» DO THIS: Could you reproduce all of the records below line for line, with nothing changed?

» Point annotation dataset records:
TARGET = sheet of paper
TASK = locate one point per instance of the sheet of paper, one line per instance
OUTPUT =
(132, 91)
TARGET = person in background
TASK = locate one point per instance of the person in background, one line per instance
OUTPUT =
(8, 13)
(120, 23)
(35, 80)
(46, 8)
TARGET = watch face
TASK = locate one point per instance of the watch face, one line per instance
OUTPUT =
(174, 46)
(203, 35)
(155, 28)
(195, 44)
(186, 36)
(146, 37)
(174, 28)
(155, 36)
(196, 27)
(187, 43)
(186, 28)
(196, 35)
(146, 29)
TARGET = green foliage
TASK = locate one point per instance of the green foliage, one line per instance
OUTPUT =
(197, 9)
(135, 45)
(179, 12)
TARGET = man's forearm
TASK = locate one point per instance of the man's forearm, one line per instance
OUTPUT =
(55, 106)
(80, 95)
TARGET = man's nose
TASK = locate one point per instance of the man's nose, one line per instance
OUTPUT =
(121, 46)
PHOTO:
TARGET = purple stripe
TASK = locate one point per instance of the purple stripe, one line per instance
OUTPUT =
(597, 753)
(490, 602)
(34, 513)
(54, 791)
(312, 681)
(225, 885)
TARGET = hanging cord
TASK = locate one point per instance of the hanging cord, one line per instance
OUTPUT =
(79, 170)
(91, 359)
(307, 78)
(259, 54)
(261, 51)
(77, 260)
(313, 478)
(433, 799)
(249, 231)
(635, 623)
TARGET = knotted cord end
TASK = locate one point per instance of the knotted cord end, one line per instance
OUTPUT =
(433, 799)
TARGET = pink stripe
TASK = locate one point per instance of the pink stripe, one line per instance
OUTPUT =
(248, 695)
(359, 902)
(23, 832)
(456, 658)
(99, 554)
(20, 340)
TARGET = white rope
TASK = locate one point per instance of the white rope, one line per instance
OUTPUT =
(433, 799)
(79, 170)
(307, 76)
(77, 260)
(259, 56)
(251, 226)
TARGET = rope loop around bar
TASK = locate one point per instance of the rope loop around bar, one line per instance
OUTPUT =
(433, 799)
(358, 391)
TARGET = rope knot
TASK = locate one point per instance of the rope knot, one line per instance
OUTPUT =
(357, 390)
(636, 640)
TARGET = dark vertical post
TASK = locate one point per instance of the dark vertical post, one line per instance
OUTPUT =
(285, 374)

» FINISHED TASK:
TARGET = sheet of paper
TASK = locate one point per instance of the sheet of paper, one line per instance
OUTPUT =
(132, 91)
TARGET = person in background
TASK = locate one point per instance of the person in background, one line per instance
OUTPUT =
(8, 13)
(120, 23)
(35, 80)
(46, 8)
TARGET = watch face
TASK = locate one point per instance of the watch face, one line per instance
OUTPUT =
(174, 46)
(203, 35)
(155, 28)
(195, 44)
(186, 36)
(146, 37)
(174, 28)
(155, 36)
(196, 27)
(187, 43)
(186, 28)
(196, 35)
(146, 29)
TARGET = green foliage
TASK = locate one point per instance of the green foliage, one line per instance
OUTPUT =
(197, 9)
(135, 45)
(179, 12)
TARGET = man's forearm
TASK = locate one point per instance of the man's forearm, one line per instance
OUTPUT =
(55, 106)
(80, 95)
TARGET = man's nose
TASK = locate one point per instance of the man's nose, one line per instance
OUTPUT =
(121, 46)
PHOTO:
TARGET = purple stripe
TASK = locate one point per instance of the purple stripe, one line per instance
OUTPUT =
(597, 753)
(490, 602)
(34, 513)
(54, 791)
(312, 681)
(225, 885)
TARGET = hanging cord
TASK = locate one point per instance of the hanging cord, one line per instance
OUTPUT =
(79, 170)
(91, 359)
(307, 78)
(259, 54)
(261, 51)
(77, 260)
(313, 478)
(433, 799)
(249, 231)
(635, 623)
TARGET = knotted cord end
TASK = locate one point per instance of the knotted cord end, one line per instance
OUTPUT =
(433, 799)
TARGET = pink stripe
TASK = locate one point per instance of the pink stripe, one line per instance
OUTPUT =
(248, 695)
(359, 902)
(23, 832)
(456, 658)
(99, 554)
(20, 340)
TARGET = white rope
TASK = locate one point per instance of the white rope, one line per instance
OUTPUT =
(433, 799)
(79, 170)
(307, 76)
(77, 260)
(259, 56)
(251, 226)
TARGET = rope loop around bar
TASK = locate one point per instance of the rope loop around bar, one line per instance
OUTPUT =
(433, 799)
(358, 391)
TARGET = rope knot
TASK = locate one point per instance of the rope knot, one line per instance
OUTPUT =
(357, 390)
(636, 640)
TARGET = dark vertical post
TASK = locate one point per instance of the dark vertical post, one line per instance
OUTPUT =
(285, 374)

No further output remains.